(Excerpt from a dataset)
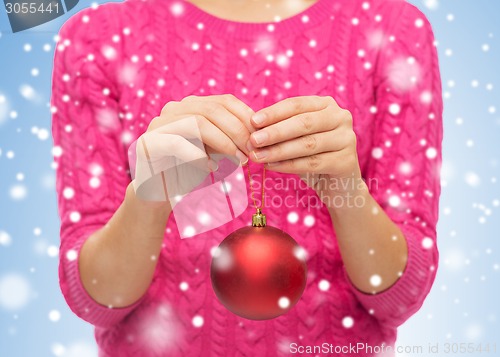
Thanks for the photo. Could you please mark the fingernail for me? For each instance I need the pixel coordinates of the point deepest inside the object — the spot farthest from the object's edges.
(250, 146)
(260, 136)
(260, 154)
(258, 118)
(242, 157)
(212, 165)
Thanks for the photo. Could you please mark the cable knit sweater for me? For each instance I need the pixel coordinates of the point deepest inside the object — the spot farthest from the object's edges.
(116, 66)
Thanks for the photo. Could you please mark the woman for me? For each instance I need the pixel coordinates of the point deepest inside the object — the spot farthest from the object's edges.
(349, 91)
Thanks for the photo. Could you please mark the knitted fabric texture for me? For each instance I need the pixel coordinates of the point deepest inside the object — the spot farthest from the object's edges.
(117, 64)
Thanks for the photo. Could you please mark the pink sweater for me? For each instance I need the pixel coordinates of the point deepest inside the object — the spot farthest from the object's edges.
(118, 64)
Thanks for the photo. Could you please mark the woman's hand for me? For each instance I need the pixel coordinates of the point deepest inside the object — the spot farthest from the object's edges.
(223, 122)
(310, 136)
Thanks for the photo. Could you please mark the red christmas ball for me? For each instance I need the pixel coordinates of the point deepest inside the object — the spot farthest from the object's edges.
(258, 273)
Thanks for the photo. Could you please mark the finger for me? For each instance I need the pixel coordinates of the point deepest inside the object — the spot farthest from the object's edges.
(316, 163)
(217, 141)
(224, 120)
(294, 127)
(303, 146)
(233, 104)
(288, 108)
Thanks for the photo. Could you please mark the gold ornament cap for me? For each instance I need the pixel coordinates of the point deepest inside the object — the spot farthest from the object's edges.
(258, 219)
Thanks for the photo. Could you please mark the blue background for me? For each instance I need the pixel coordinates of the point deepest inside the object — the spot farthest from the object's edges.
(463, 304)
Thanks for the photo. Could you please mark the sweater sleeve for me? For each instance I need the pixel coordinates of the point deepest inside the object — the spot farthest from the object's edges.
(91, 177)
(403, 170)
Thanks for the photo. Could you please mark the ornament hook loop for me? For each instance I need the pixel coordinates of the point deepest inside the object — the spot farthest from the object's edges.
(259, 219)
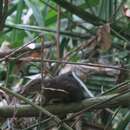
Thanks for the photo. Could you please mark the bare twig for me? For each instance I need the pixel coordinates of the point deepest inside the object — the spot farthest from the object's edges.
(18, 49)
(76, 63)
(58, 32)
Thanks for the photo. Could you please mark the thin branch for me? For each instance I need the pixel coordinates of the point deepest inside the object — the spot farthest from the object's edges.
(76, 63)
(18, 49)
(62, 109)
(58, 32)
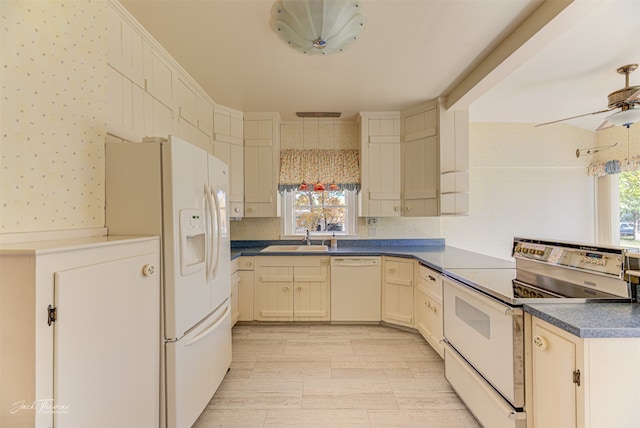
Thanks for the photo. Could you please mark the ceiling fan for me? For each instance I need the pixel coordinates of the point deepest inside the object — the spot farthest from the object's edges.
(625, 99)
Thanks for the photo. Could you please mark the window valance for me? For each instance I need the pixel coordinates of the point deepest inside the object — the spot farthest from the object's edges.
(335, 169)
(600, 169)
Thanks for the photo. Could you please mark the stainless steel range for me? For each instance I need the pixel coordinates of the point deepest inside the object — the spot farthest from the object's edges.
(484, 323)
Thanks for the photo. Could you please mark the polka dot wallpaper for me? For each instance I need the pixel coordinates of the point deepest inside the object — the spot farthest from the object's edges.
(53, 113)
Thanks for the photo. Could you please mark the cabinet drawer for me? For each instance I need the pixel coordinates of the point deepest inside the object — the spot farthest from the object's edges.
(429, 282)
(245, 263)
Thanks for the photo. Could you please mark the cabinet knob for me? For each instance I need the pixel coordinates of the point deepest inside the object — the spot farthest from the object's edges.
(148, 270)
(540, 342)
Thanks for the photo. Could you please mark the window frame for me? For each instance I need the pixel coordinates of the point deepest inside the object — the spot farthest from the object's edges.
(351, 220)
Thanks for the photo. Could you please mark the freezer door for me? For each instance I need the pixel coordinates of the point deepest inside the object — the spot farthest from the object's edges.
(195, 367)
(220, 268)
(187, 295)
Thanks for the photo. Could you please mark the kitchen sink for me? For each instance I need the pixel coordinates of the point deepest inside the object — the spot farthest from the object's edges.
(294, 248)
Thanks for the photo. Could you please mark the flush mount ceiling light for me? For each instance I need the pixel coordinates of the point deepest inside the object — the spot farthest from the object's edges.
(318, 27)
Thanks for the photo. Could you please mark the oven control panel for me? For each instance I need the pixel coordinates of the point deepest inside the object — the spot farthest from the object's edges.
(603, 260)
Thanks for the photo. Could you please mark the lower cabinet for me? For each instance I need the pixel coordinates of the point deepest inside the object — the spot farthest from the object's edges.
(292, 289)
(80, 329)
(397, 291)
(235, 302)
(576, 382)
(246, 286)
(428, 307)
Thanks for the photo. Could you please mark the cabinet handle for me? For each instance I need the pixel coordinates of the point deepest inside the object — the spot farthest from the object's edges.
(148, 270)
(540, 342)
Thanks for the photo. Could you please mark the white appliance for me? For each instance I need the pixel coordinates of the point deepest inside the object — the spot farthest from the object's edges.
(355, 289)
(484, 322)
(173, 189)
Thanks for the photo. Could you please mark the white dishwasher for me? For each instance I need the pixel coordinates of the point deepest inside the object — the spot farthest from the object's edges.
(355, 289)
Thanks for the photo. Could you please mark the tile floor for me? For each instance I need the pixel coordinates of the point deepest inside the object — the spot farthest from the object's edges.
(333, 376)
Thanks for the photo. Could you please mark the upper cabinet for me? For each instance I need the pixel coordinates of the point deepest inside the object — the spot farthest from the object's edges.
(380, 164)
(415, 163)
(261, 164)
(228, 145)
(419, 160)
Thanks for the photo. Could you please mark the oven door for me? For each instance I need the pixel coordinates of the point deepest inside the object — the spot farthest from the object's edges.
(489, 335)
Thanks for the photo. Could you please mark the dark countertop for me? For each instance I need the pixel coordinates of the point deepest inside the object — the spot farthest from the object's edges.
(585, 320)
(431, 252)
(591, 320)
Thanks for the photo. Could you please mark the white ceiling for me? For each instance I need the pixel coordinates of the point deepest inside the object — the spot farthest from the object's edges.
(411, 51)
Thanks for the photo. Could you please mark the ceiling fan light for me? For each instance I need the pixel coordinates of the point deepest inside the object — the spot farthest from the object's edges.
(625, 117)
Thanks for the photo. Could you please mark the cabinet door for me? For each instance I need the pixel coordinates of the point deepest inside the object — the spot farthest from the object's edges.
(398, 292)
(554, 394)
(311, 297)
(106, 349)
(420, 163)
(274, 294)
(235, 301)
(429, 319)
(246, 295)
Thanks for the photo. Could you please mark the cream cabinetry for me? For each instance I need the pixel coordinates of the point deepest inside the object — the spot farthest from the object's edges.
(380, 164)
(292, 289)
(414, 163)
(80, 331)
(420, 164)
(228, 145)
(235, 292)
(428, 306)
(576, 382)
(246, 287)
(261, 164)
(397, 291)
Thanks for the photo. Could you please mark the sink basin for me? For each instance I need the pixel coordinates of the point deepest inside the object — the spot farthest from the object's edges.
(294, 248)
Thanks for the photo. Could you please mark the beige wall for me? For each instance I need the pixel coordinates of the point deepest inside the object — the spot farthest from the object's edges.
(53, 115)
(524, 180)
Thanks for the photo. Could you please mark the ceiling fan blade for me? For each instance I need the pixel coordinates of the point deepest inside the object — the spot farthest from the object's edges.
(605, 125)
(634, 97)
(573, 117)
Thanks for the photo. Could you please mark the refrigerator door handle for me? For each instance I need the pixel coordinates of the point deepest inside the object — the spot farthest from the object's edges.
(198, 337)
(216, 236)
(208, 231)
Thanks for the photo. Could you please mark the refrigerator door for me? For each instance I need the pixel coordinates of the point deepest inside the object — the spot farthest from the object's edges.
(187, 294)
(220, 272)
(195, 367)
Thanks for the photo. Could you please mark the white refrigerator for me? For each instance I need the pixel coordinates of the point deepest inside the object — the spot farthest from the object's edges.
(173, 189)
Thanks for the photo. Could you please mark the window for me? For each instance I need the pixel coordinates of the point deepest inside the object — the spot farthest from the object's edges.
(321, 212)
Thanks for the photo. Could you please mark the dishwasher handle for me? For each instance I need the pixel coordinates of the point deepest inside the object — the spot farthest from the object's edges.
(355, 262)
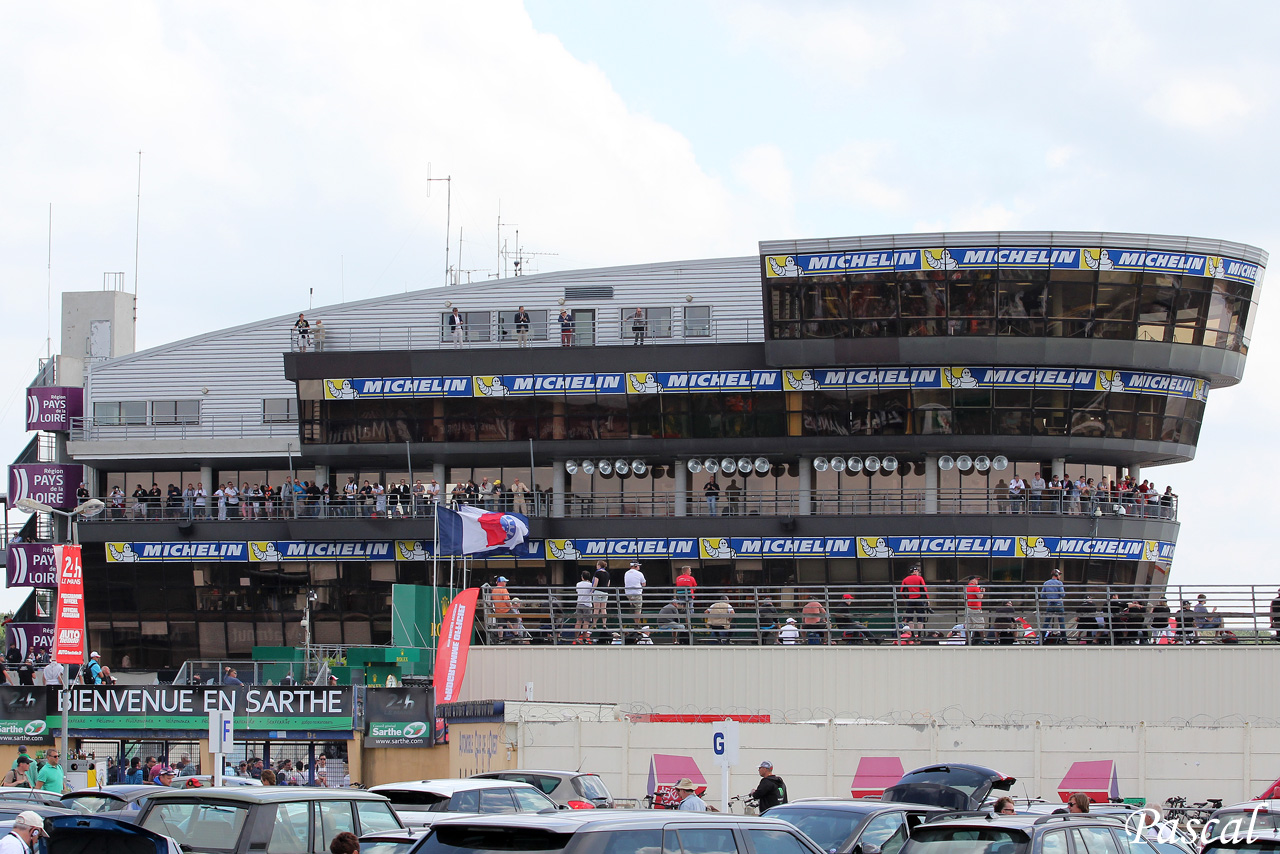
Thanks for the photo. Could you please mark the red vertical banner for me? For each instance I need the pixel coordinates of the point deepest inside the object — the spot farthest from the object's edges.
(451, 660)
(69, 617)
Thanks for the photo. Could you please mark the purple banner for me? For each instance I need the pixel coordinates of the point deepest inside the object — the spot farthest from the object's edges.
(31, 565)
(51, 407)
(49, 483)
(26, 636)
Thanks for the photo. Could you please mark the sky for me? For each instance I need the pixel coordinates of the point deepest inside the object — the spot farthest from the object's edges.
(293, 155)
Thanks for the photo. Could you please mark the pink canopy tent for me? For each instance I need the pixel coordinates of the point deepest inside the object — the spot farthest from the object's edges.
(1096, 779)
(874, 775)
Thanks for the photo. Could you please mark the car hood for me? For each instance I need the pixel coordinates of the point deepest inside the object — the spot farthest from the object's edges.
(104, 835)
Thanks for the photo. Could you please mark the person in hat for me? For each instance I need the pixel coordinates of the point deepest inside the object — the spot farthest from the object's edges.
(772, 790)
(27, 827)
(689, 799)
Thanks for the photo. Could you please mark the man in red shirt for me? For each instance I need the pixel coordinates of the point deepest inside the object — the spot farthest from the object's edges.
(917, 596)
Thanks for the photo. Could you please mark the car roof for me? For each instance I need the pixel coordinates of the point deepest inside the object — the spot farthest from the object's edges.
(263, 794)
(447, 786)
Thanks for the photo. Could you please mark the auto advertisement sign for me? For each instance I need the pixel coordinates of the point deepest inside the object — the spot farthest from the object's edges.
(398, 717)
(31, 565)
(51, 407)
(49, 483)
(69, 612)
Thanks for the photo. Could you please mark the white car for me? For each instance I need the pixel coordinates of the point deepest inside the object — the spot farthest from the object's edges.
(421, 802)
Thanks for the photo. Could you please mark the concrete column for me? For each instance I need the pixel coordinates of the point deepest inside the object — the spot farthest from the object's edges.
(931, 484)
(558, 487)
(681, 473)
(805, 497)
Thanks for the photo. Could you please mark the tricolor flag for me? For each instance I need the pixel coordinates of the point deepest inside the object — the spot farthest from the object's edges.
(471, 530)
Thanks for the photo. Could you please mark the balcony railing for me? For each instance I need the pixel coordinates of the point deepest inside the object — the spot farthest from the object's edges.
(600, 505)
(1010, 615)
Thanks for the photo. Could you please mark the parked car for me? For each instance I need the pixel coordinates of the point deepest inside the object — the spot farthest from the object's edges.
(423, 802)
(952, 786)
(846, 826)
(574, 789)
(616, 831)
(288, 820)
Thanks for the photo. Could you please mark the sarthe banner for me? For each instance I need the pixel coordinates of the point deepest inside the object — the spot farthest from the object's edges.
(451, 661)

> [GIVEN EXERCISE] Lay out the material as a numbered list, beginning at the line that contains "Thanks for the photo. Could you please mark the sarthe" and continuing through the last line of the material. Leave out any blank lines.

> [RESULT FOR THIS TASK]
1. Thanks for the photo. Could you please mark the sarthe banner for me? For each instance I need the pixel coordinates of the point deepest inside the object — the spot farthest from the object's edges.
2. (451, 661)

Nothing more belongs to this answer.